→ **What to produce**
Give only the number of lines in the data below that contain the string "woman". Case counts.

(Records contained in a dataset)
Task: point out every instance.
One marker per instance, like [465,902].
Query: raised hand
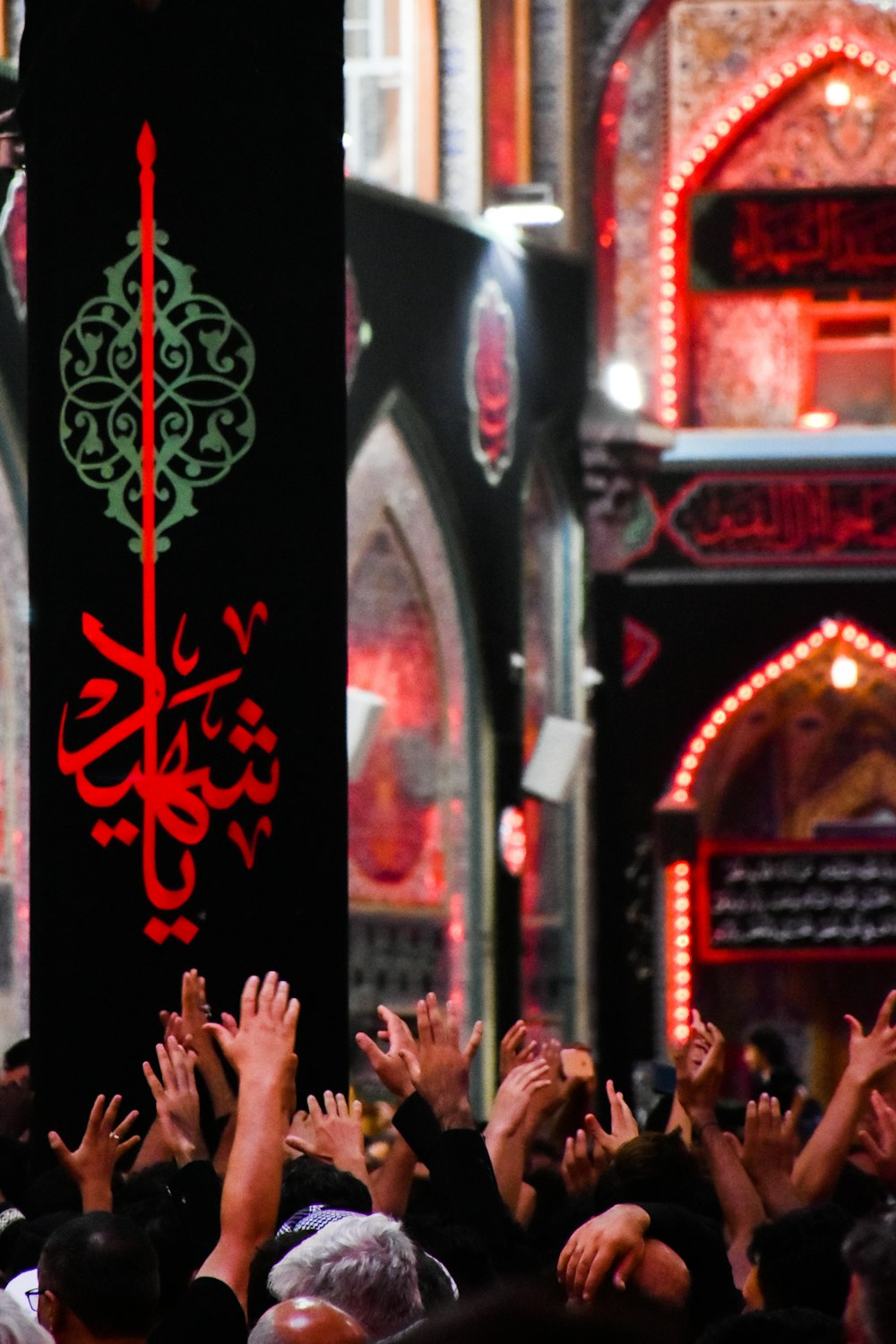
[514,1048]
[177,1101]
[441,1067]
[390,1064]
[877,1136]
[104,1144]
[583,1163]
[333,1133]
[699,1082]
[514,1097]
[769,1153]
[548,1099]
[624,1126]
[263,1045]
[872,1056]
[610,1244]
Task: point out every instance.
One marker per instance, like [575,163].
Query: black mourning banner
[797,900]
[185,288]
[793,239]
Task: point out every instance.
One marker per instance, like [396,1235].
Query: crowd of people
[242,1215]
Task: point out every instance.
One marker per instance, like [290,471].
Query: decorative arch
[554,889]
[839,777]
[418,814]
[711,140]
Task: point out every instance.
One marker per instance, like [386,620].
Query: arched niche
[778,836]
[418,812]
[554,975]
[13,774]
[696,97]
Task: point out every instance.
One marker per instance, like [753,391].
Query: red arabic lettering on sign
[771,519]
[142,768]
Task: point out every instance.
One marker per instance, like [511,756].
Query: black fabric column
[188,659]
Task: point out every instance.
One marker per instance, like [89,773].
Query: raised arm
[740,1203]
[261,1051]
[506,1133]
[332,1133]
[871,1058]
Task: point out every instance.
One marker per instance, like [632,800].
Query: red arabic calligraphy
[177,796]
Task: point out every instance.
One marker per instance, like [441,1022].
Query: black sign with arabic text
[188,529]
[797,900]
[793,239]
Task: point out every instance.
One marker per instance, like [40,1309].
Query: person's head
[656,1168]
[306,1320]
[791,1325]
[871,1258]
[798,1261]
[99,1279]
[764,1050]
[365,1263]
[16,1064]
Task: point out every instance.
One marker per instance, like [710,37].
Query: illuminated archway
[713,137]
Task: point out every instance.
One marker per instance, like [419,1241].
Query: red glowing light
[512,840]
[817,419]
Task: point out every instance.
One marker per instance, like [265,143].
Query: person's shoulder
[209,1311]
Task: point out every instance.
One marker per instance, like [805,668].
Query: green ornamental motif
[203,363]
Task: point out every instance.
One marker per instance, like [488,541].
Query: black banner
[793,239]
[188,650]
[797,900]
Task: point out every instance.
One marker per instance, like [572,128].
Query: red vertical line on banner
[147,158]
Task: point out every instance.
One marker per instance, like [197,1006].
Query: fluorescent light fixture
[837,93]
[527,204]
[624,384]
[559,754]
[844,672]
[363,712]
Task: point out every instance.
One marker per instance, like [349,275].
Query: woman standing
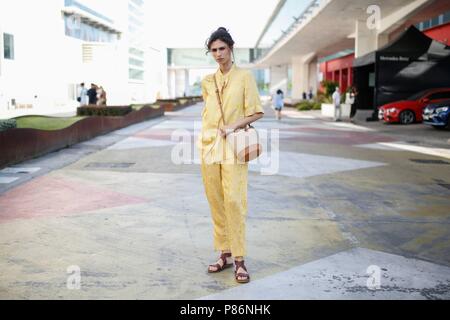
[224,178]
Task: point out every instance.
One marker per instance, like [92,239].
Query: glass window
[135,74]
[435,22]
[447,17]
[136,62]
[137,12]
[8,46]
[440,95]
[138,3]
[135,21]
[136,52]
[80,30]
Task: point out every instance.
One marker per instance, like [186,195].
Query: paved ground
[336,211]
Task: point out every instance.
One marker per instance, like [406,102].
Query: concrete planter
[21,144]
[328,110]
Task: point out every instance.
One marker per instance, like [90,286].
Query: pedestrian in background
[101,93]
[92,94]
[82,97]
[354,103]
[278,103]
[337,105]
[226,179]
[310,95]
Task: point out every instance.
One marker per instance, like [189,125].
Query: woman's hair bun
[220,34]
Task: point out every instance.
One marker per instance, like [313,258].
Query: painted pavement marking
[6,180]
[302,165]
[137,143]
[349,275]
[19,170]
[58,196]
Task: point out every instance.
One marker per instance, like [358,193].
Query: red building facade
[340,70]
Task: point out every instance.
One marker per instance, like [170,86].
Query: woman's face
[221,52]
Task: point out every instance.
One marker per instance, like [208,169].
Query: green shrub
[330,87]
[103,111]
[305,105]
[8,124]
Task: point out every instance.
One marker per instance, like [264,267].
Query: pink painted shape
[330,136]
[50,196]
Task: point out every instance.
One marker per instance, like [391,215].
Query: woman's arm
[242,123]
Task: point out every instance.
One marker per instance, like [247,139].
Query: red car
[410,110]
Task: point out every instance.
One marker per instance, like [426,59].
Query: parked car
[410,110]
[437,115]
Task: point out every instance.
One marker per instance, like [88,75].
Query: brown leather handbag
[243,141]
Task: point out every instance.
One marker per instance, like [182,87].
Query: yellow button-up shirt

→ **Reply to the exercise**
4